**EXTRACTED MATERIAL**
◇ ◇ ◇ ◇ ◇
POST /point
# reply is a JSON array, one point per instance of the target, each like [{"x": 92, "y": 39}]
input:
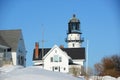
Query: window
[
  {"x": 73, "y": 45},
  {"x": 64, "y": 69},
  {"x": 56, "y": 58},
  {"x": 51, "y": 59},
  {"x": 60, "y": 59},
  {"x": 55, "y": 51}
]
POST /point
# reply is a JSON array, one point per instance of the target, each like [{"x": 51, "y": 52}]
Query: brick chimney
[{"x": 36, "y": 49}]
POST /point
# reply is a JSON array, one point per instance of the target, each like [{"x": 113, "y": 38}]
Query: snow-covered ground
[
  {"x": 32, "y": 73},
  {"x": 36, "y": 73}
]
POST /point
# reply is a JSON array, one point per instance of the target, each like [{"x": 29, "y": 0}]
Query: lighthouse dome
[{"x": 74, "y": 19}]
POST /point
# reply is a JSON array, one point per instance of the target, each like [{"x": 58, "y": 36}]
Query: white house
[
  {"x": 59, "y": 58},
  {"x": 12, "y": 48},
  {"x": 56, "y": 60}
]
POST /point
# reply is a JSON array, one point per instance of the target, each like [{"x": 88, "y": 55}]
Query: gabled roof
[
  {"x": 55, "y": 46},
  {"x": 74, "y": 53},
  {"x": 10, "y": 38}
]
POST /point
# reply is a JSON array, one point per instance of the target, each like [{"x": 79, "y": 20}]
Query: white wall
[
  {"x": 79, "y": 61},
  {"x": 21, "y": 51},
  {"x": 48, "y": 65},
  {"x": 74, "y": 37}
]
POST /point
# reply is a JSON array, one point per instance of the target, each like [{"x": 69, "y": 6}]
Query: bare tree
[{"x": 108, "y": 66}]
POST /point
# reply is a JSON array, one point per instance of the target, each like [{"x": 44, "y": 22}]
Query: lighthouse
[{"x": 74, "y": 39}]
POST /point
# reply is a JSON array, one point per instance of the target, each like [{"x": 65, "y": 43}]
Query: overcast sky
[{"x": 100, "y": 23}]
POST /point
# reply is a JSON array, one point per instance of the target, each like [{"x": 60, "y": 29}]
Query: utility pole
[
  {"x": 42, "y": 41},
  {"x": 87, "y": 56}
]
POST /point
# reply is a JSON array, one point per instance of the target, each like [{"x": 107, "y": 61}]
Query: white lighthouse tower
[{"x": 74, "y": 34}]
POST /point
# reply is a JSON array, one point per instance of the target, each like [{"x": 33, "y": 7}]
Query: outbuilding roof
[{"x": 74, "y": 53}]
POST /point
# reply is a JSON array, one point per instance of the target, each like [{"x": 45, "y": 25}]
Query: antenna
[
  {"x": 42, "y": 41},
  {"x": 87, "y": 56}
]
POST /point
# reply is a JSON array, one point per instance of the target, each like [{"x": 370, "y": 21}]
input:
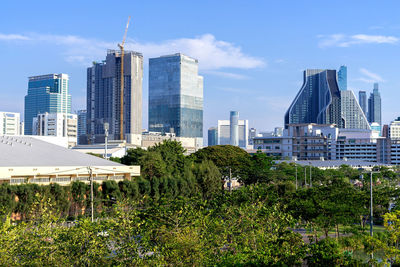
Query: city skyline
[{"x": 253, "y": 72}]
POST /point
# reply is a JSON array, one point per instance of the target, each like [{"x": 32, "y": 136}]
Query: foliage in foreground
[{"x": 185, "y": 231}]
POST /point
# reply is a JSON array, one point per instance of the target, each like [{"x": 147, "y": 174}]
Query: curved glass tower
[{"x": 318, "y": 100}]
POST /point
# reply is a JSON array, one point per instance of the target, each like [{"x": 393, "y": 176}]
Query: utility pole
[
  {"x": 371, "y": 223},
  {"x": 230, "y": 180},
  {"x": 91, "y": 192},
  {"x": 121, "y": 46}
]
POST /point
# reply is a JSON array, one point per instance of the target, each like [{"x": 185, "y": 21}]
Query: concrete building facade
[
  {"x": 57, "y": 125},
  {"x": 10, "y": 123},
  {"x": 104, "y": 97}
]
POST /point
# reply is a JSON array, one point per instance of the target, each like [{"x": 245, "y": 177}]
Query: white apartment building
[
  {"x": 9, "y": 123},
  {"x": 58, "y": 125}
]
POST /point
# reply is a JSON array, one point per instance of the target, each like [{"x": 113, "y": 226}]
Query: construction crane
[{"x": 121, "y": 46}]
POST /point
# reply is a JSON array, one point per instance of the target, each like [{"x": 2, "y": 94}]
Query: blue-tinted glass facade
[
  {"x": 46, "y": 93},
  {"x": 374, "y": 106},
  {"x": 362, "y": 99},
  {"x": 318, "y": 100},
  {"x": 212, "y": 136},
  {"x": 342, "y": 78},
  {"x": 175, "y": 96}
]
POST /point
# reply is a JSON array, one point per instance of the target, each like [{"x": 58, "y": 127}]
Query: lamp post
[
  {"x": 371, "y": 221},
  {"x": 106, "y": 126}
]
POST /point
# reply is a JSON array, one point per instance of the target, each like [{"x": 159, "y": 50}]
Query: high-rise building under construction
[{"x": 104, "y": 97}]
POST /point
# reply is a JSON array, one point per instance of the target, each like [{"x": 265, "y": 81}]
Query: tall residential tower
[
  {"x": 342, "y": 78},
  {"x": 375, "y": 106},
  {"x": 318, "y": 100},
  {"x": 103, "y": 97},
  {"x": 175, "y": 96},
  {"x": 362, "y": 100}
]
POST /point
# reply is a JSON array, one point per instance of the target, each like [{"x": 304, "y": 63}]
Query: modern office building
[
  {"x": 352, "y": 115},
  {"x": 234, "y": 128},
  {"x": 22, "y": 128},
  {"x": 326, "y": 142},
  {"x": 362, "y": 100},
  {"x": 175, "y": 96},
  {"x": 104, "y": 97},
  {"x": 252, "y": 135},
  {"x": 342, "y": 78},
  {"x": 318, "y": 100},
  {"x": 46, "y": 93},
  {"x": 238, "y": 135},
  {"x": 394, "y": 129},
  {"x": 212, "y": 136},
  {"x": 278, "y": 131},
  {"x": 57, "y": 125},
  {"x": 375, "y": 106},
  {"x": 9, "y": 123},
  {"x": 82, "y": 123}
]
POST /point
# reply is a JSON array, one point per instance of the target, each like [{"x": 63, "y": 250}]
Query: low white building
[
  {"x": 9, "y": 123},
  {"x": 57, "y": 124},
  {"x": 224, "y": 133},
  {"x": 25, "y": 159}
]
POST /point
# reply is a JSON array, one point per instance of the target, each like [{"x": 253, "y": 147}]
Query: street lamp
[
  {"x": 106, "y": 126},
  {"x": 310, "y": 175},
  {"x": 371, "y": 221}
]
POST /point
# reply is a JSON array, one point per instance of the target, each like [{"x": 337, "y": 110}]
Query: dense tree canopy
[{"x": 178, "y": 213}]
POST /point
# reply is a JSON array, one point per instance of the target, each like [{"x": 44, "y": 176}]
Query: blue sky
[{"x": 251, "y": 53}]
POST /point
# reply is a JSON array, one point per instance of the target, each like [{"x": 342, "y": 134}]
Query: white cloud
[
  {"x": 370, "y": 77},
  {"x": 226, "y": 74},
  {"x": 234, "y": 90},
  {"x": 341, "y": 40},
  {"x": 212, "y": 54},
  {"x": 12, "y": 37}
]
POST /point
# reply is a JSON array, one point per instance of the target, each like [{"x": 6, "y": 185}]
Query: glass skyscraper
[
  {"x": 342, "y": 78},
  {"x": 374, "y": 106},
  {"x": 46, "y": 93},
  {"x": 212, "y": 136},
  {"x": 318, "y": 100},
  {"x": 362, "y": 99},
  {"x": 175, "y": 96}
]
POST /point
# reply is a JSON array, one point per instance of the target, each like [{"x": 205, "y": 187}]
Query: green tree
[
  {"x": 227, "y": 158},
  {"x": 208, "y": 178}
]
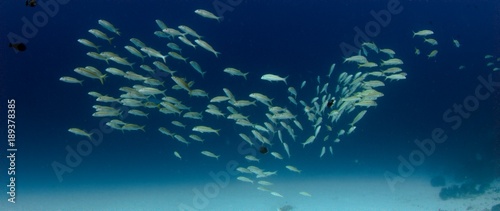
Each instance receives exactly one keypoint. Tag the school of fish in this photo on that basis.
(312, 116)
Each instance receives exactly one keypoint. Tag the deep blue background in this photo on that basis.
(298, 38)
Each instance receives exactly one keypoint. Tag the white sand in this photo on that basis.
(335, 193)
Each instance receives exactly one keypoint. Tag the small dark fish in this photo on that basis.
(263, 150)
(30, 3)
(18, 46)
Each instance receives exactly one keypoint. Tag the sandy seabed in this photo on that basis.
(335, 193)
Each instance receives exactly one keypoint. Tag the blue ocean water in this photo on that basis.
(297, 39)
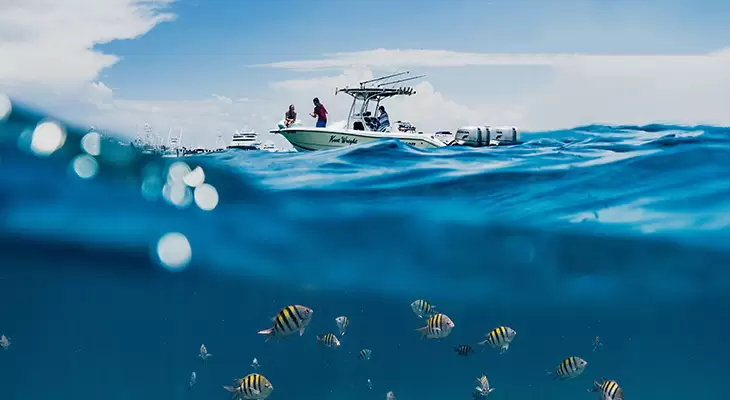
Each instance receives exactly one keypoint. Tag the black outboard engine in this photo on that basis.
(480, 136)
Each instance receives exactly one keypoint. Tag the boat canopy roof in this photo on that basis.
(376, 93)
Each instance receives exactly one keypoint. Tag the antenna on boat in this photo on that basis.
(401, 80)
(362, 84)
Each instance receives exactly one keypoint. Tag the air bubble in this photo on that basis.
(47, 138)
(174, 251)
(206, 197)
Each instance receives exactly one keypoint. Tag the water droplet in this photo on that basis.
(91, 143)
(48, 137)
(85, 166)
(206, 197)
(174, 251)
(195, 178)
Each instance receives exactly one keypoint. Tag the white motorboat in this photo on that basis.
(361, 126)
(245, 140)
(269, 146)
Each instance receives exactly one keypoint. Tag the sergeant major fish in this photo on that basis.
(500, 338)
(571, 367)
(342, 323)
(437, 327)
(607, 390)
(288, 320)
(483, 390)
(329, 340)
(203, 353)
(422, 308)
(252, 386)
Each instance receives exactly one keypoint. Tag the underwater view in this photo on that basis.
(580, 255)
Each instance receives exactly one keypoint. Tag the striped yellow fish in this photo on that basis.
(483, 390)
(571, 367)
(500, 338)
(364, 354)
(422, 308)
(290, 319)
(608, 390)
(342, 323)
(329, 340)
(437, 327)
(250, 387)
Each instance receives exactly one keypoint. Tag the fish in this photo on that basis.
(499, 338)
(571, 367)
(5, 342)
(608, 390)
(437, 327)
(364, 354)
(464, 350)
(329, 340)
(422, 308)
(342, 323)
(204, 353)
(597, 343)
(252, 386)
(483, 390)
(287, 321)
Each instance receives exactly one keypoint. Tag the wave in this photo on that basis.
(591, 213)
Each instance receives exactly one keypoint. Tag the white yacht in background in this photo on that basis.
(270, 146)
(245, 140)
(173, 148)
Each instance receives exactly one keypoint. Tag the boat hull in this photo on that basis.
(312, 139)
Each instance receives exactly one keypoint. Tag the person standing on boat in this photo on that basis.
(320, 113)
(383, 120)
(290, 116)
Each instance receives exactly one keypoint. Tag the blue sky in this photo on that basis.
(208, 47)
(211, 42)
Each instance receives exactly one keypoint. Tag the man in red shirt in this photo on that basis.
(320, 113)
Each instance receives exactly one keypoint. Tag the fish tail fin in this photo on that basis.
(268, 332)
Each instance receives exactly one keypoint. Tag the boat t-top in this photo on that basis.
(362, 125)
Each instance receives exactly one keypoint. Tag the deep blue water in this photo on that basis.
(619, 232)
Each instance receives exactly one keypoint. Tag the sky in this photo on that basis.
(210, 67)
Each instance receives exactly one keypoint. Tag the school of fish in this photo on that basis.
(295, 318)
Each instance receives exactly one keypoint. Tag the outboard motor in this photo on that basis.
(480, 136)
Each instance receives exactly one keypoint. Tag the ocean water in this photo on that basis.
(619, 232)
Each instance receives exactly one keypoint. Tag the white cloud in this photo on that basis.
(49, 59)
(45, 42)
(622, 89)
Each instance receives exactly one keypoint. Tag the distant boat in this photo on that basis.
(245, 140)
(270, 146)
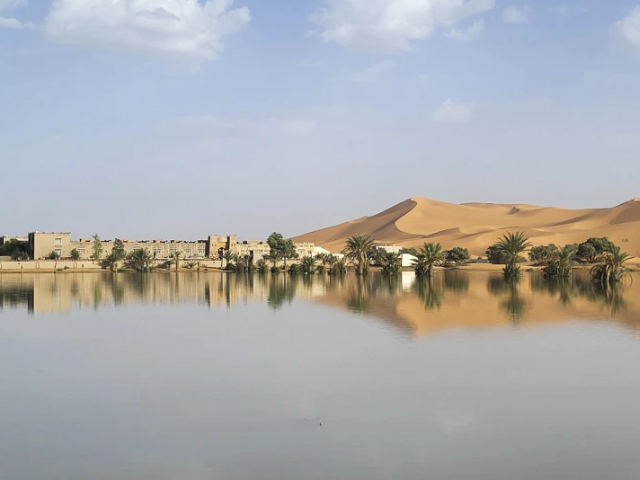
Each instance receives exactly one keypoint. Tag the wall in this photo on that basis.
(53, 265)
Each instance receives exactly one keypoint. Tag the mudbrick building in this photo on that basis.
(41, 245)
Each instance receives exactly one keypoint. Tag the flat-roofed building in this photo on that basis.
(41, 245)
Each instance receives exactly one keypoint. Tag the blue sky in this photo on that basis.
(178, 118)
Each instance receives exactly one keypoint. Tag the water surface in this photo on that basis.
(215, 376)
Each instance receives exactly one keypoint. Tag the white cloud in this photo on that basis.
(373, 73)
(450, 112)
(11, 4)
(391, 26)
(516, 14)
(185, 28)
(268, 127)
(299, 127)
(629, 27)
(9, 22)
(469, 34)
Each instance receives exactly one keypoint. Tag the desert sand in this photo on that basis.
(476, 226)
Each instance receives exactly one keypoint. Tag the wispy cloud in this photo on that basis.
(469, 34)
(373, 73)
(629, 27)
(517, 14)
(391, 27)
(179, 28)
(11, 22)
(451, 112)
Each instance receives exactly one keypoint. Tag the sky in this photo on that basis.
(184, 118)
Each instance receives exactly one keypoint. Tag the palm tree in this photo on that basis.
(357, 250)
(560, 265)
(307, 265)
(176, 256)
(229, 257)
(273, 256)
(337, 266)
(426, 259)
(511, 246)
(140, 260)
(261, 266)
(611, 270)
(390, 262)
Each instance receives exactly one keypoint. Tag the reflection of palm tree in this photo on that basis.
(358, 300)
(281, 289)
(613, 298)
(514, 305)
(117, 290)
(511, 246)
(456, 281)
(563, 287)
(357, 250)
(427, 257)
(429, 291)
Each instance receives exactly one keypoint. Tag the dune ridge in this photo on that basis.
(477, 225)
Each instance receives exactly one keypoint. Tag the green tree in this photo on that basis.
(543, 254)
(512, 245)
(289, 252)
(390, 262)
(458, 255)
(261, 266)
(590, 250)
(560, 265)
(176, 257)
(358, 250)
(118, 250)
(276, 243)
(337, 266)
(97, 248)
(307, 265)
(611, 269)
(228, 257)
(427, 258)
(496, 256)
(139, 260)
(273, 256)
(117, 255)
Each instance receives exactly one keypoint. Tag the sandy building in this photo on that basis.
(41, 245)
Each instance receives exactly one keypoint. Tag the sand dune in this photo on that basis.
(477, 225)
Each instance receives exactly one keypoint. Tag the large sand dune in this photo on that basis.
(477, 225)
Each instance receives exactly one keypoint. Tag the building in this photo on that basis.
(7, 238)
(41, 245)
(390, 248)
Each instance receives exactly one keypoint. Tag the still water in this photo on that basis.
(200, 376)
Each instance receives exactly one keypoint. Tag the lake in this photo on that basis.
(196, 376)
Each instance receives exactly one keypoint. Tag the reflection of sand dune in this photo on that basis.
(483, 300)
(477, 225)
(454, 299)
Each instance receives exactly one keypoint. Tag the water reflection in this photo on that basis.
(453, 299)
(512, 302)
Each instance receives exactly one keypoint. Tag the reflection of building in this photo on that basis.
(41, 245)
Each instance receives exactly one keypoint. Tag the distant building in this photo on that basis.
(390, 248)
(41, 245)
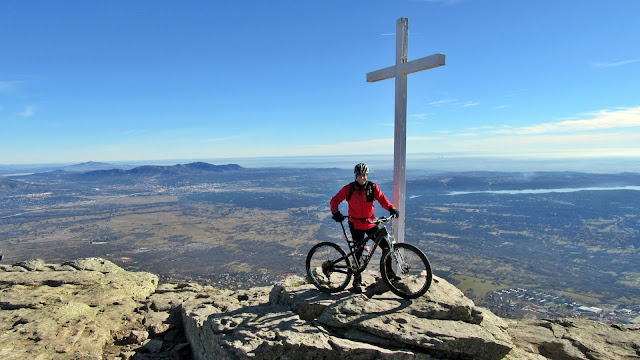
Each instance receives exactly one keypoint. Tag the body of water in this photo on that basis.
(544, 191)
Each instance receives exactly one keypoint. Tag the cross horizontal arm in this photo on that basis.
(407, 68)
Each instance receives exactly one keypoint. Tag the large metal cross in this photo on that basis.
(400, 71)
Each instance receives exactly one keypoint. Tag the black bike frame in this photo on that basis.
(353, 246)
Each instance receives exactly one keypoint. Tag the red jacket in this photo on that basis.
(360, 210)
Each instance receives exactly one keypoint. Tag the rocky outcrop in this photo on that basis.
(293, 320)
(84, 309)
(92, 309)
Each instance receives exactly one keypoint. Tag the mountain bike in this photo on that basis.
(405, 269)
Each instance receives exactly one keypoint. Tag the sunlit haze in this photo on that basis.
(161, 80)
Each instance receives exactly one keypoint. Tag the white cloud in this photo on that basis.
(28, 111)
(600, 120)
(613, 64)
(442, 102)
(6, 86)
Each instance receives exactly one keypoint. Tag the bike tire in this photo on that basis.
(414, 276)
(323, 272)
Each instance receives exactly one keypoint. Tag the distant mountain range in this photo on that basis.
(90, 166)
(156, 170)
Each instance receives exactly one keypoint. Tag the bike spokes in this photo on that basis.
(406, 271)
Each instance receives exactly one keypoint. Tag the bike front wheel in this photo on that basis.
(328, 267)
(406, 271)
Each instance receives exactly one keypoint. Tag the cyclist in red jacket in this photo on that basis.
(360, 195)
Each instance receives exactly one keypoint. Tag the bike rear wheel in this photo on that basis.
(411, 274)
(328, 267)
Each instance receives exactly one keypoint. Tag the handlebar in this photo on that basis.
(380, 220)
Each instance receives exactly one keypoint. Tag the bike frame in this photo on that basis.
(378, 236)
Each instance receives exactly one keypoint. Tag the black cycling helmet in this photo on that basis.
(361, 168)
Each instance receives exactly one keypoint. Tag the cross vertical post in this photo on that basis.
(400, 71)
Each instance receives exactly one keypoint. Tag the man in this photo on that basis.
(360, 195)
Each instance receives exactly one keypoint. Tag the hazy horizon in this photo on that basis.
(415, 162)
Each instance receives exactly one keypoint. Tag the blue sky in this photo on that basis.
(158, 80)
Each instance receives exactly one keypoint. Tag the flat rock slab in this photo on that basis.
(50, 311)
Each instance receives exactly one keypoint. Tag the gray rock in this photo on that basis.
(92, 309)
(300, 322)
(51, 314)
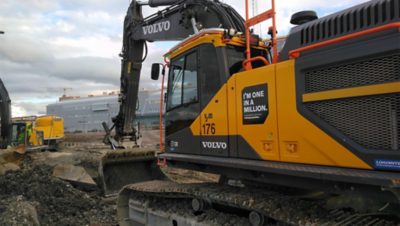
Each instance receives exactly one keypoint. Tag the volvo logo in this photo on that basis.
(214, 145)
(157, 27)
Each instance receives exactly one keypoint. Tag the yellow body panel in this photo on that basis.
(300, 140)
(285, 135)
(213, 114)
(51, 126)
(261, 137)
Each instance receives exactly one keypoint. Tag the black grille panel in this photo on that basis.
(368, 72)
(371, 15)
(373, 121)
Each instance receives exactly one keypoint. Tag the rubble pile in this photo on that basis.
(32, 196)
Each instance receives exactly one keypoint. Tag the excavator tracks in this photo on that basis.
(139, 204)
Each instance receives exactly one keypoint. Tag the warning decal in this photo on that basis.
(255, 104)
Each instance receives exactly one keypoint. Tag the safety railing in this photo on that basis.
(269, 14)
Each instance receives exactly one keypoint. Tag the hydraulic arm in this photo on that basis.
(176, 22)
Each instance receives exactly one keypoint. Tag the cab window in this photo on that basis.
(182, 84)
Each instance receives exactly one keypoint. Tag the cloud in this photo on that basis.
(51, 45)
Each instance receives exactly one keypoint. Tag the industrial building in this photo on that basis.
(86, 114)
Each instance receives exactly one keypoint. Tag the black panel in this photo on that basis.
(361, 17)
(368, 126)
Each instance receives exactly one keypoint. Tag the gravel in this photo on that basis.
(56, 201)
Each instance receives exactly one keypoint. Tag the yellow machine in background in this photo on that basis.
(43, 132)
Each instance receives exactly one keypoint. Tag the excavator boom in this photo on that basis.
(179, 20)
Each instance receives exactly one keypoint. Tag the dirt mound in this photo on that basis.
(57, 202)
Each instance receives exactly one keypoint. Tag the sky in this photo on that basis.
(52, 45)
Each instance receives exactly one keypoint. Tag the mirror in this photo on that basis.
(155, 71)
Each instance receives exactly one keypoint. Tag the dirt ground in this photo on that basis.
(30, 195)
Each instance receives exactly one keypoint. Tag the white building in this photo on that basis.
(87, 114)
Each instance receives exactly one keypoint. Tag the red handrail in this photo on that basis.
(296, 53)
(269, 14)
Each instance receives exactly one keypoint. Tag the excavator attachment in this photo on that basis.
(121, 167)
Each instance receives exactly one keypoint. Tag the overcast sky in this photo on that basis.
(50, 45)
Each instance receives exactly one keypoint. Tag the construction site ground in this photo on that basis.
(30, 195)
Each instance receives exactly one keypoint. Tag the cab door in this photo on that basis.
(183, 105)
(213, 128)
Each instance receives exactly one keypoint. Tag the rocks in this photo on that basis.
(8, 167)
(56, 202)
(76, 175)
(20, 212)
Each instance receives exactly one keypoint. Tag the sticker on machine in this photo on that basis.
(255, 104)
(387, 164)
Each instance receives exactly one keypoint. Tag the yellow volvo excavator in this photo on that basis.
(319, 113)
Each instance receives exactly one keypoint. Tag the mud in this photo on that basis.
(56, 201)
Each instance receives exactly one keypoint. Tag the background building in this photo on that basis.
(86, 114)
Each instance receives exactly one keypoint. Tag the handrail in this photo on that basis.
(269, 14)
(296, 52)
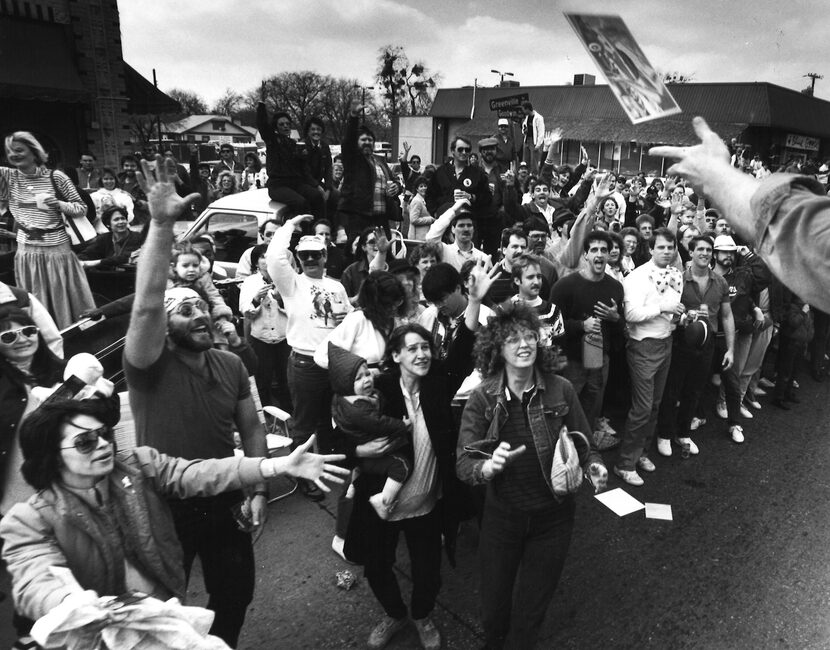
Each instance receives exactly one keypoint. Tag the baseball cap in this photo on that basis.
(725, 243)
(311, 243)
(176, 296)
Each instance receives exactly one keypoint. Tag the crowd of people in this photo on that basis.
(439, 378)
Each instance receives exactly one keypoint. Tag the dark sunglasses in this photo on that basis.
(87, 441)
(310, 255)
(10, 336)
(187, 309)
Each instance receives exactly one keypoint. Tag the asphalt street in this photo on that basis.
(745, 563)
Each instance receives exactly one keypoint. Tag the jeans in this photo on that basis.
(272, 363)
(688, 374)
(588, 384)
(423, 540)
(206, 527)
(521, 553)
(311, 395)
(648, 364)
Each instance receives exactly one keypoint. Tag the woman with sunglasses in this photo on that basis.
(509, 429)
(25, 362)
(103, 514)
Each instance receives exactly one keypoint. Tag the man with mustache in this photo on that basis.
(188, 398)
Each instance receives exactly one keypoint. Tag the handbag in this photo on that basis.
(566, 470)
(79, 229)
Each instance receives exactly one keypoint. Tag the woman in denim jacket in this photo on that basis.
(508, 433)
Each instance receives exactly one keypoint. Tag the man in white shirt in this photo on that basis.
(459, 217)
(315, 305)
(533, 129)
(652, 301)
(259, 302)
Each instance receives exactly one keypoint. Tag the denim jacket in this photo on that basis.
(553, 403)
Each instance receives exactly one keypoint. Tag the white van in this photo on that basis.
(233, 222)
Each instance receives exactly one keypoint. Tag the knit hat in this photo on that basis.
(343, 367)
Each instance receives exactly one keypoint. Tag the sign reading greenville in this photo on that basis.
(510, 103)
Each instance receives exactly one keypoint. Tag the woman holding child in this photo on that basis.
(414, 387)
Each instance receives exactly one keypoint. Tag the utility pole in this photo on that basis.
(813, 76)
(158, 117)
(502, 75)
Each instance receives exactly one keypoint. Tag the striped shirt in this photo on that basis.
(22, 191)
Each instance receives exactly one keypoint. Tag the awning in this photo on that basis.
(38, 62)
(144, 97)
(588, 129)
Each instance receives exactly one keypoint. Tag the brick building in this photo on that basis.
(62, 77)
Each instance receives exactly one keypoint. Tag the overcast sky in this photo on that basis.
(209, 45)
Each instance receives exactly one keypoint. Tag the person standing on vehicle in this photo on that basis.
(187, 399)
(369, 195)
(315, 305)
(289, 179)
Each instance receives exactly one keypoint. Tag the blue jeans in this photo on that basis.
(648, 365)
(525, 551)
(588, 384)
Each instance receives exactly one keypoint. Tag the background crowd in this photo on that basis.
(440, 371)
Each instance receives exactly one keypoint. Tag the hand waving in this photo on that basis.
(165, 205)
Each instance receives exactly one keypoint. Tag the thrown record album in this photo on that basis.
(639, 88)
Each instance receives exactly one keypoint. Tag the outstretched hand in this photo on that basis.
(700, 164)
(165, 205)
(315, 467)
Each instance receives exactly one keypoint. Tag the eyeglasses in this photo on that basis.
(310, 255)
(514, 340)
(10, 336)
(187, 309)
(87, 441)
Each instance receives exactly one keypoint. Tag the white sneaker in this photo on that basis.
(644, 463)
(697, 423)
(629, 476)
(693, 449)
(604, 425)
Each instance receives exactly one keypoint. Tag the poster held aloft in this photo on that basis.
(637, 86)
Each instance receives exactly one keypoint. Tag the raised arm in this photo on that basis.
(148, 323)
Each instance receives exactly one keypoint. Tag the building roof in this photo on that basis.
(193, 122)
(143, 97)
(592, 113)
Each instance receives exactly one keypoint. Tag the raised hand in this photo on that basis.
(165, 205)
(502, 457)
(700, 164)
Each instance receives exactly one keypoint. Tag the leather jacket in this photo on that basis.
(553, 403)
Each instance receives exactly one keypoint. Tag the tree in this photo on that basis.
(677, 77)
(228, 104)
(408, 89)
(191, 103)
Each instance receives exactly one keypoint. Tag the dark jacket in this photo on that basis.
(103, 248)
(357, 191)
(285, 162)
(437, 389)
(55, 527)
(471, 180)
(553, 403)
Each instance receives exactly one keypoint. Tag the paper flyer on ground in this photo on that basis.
◇ ◇ ◇ ◇ ◇
**DESCRIPTION OF THE TASK**
Repeat only the stretch of lines that opens with the line containing "crowd in this photo on that basis." and closes with the final line of the entries, both included, exactly as written.

**RESULT BELOW**
Each instance receives exactly one keypoint. Tag the background crowd in this photo on that basis.
(440, 371)
Each instance receives exactly one keypoint. Tag the hand waving in this photo on that basis.
(165, 205)
Each instance receives exactly one keypoint. Tag the thrown record album in this photo on that basis.
(639, 88)
Each instance receives exactly one keypoint. Tag the outstretched hand in this photo on that basis.
(700, 164)
(165, 205)
(315, 467)
Each instance receives exactly one keypoint. Tag the eyeglasses in this photo on that basis.
(310, 255)
(514, 340)
(10, 336)
(187, 309)
(87, 441)
Each instance receives exactly one keypoint. Tag the white sneaker in this photo on that basis.
(644, 463)
(697, 423)
(629, 476)
(693, 449)
(604, 425)
Each instance receives exactly one keypoint. Tag the poster held aloft in this photo on that basis.
(637, 86)
Each instance receives exactly one keypoint. Tag the raised arm in this photo on that basis.
(148, 323)
Each instance receives exactly one keypoint. Tag the building roof in this photo on that basis.
(193, 122)
(143, 97)
(592, 113)
Each instance receives exactly one keypoint. Tag the raised hand in this photo on that basis.
(165, 205)
(502, 457)
(700, 164)
Each instance receives exactly one keypoint. Tag the leather jacket in this photo on that basis.
(553, 403)
Each instance receives exactly one keypoint. Tag the tree in this photo on that basis.
(677, 77)
(228, 104)
(408, 89)
(191, 103)
Each instance receives exactly one keypoint. Tag the dark jacket in this photo on that basis.
(103, 248)
(357, 191)
(285, 162)
(437, 389)
(55, 527)
(471, 180)
(553, 403)
Each instance receives exactly one keypoint. Tag the paper flyer on ground in this photo on that basis.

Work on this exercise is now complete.